Data entries |
****************
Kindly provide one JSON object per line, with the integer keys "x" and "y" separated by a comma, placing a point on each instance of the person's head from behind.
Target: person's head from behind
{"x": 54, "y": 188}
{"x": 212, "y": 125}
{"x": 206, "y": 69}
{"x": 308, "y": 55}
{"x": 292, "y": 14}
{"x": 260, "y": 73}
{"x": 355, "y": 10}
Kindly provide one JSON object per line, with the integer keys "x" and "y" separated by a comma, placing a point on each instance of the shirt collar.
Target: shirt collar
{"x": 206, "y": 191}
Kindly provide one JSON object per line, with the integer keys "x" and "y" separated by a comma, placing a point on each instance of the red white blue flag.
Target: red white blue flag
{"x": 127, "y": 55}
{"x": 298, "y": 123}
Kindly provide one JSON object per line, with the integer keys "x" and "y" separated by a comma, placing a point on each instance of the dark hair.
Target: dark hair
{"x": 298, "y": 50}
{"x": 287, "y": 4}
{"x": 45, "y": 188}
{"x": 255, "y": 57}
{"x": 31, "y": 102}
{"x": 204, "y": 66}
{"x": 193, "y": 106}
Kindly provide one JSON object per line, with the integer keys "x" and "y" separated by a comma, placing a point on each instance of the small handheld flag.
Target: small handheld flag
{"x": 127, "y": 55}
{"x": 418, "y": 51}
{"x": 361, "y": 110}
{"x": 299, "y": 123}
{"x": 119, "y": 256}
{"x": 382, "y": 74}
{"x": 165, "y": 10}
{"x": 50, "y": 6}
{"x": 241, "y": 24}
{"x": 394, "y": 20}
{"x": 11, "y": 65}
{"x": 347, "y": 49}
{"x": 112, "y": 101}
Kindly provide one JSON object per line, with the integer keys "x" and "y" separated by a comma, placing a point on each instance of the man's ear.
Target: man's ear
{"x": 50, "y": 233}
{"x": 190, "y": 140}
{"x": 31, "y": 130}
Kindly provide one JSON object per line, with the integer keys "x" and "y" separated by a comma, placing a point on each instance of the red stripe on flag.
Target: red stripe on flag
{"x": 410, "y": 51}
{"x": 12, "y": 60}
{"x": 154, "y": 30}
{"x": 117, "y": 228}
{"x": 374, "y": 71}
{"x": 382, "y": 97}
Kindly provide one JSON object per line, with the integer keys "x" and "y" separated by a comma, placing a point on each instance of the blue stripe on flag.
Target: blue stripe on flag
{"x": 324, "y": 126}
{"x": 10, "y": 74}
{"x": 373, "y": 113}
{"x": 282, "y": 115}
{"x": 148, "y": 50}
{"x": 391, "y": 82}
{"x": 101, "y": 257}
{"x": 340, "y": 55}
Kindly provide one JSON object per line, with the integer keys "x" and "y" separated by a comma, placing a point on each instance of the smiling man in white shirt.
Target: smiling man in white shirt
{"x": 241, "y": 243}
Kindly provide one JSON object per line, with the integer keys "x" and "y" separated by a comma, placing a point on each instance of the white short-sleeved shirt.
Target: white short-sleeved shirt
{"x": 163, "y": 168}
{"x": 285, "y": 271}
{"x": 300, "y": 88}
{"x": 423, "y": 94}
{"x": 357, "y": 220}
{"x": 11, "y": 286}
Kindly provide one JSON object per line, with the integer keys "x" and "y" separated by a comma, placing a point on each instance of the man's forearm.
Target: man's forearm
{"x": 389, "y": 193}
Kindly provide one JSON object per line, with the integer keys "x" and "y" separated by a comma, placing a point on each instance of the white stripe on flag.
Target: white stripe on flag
****************
Written request |
Rewrite every row above as a numbered list, leaving out any blank lines.

Answer to the task |
1. Kindly provide one JSON object per line, with the integer keys "x" and "y" separated by a comma, placing a point on each instance of the person's head from behind.
2. Target: person's head from behind
3. {"x": 54, "y": 188}
4. {"x": 212, "y": 125}
5. {"x": 206, "y": 69}
6. {"x": 308, "y": 55}
7. {"x": 292, "y": 14}
8. {"x": 260, "y": 73}
9. {"x": 355, "y": 10}
10. Kindly provide one JSON object per line, with the integer keys "x" and "y" separated by a comma, placing a point on each instance of the shirt collar.
11. Target: shirt collar
12. {"x": 206, "y": 191}
13. Kindly provide one JSON object per line, with the integer keys "x" and "y" separated by a comma, placing a point on each instance of the red white blue flag.
14. Target: red white blue flag
15. {"x": 127, "y": 55}
16. {"x": 298, "y": 123}
17. Kindly provide one JSON object per line, with the integer keys "x" and "y" separated by a comma, placing a point on each instance of the dark hair.
18. Target: dark hair
19. {"x": 298, "y": 50}
20. {"x": 287, "y": 4}
21. {"x": 45, "y": 188}
22. {"x": 255, "y": 57}
23. {"x": 31, "y": 102}
24. {"x": 204, "y": 66}
25. {"x": 193, "y": 106}
26. Kindly provide one JSON object per line, with the integer keys "x" and "y" separated by a comma, placing a point on each instance of the small handheld flag.
27. Target: small handheld flag
28. {"x": 127, "y": 55}
29. {"x": 418, "y": 51}
30. {"x": 361, "y": 110}
31. {"x": 299, "y": 123}
32. {"x": 119, "y": 256}
33. {"x": 382, "y": 74}
34. {"x": 165, "y": 10}
35. {"x": 50, "y": 6}
36. {"x": 241, "y": 24}
37. {"x": 394, "y": 20}
38. {"x": 11, "y": 65}
39. {"x": 347, "y": 49}
40. {"x": 112, "y": 101}
41. Kindly provide one JSON object per line, with the integer keys "x" and "y" separated by a comma, placing a point on each instance of the man's ear.
42. Target: man's ear
43. {"x": 50, "y": 233}
44. {"x": 190, "y": 140}
45. {"x": 31, "y": 130}
46. Kindly provide one JSON object per line, with the integer keys "x" and "y" separated by a comma, placing a point on each instance of the red stripe on flag.
47. Target: red stripe on flag
48. {"x": 410, "y": 51}
49. {"x": 12, "y": 60}
50. {"x": 154, "y": 30}
51. {"x": 117, "y": 228}
52. {"x": 374, "y": 71}
53. {"x": 382, "y": 97}
54. Kindly provide one JSON object per line, with the integer keys "x" and "y" separated by a comma, placing a point on each instance of the blue stripe on flag.
55. Target: blue stripe on flag
56. {"x": 324, "y": 126}
57. {"x": 10, "y": 74}
58. {"x": 373, "y": 113}
59. {"x": 282, "y": 115}
60. {"x": 148, "y": 50}
61. {"x": 391, "y": 82}
62. {"x": 101, "y": 257}
63. {"x": 340, "y": 55}
64. Kindly provide one JSON object per line, with the integer keys "x" and "y" separated by a comma, placing a point on each instance of the smiling man in white shirt.
65. Target: smiling man in white shirt
66. {"x": 241, "y": 243}
67. Kindly provide one JSON object per line, with the integer keys "x" and "y" separated by a comma, placing a point on each instance of the white short-sleeved shirt.
68. Target: white short-sleeved shirt
69. {"x": 163, "y": 168}
70. {"x": 285, "y": 271}
71. {"x": 300, "y": 88}
72. {"x": 423, "y": 94}
73. {"x": 357, "y": 220}
74. {"x": 11, "y": 286}
75. Kindly provide one JSON object per line, with the integer keys "x" and "y" separated by a comma, placing a point on each instance of the man's forearm.
76. Target: man's forearm
77. {"x": 389, "y": 193}
78. Kindly provide one JSON object per line, with the integer keys "x" and "y" separated by a comma, placing a point on each instance of the white stripe on flag.
79. Target: white stripe on flag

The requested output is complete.